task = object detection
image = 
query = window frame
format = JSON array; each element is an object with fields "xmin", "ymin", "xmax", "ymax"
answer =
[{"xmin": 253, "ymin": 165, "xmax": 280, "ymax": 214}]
* * *
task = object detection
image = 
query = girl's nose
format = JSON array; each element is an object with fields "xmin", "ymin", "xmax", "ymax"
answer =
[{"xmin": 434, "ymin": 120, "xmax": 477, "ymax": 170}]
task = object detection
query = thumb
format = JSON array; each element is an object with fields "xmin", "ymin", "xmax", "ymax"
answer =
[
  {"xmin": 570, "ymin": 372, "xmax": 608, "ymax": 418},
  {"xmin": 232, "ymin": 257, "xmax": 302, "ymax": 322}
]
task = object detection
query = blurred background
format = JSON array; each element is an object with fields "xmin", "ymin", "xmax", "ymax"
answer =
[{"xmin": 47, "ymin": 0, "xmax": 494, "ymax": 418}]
* * *
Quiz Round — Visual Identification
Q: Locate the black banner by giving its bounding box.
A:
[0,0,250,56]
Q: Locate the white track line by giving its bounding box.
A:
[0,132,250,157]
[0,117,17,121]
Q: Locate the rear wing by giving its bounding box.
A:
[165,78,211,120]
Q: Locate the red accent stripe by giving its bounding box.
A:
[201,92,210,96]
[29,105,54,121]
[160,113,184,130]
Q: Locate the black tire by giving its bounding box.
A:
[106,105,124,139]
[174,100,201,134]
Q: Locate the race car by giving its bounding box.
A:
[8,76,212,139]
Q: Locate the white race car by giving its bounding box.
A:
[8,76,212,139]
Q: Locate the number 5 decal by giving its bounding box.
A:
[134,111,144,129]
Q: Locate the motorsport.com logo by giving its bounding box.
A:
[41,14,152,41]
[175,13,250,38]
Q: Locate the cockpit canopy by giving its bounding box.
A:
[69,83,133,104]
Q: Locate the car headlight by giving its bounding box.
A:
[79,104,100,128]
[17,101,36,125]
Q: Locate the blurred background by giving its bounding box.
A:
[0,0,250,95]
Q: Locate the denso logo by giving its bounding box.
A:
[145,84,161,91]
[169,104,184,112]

Do this:
Rewrite the stretch of lines from the one containing "Q: Locate the blurred" through the one containing "[169,104,184,112]", substituting "Denso sponsor logo" for "denso logo" and leaving all else unchanged. Give only those lines.

Answer to this problem:
Q: Locate the blurred background by giving its bounding box.
A:
[0,0,250,95]
Q: Locate the Denso sponsor logo by giving its bounding box.
A:
[145,84,161,91]
[169,104,184,112]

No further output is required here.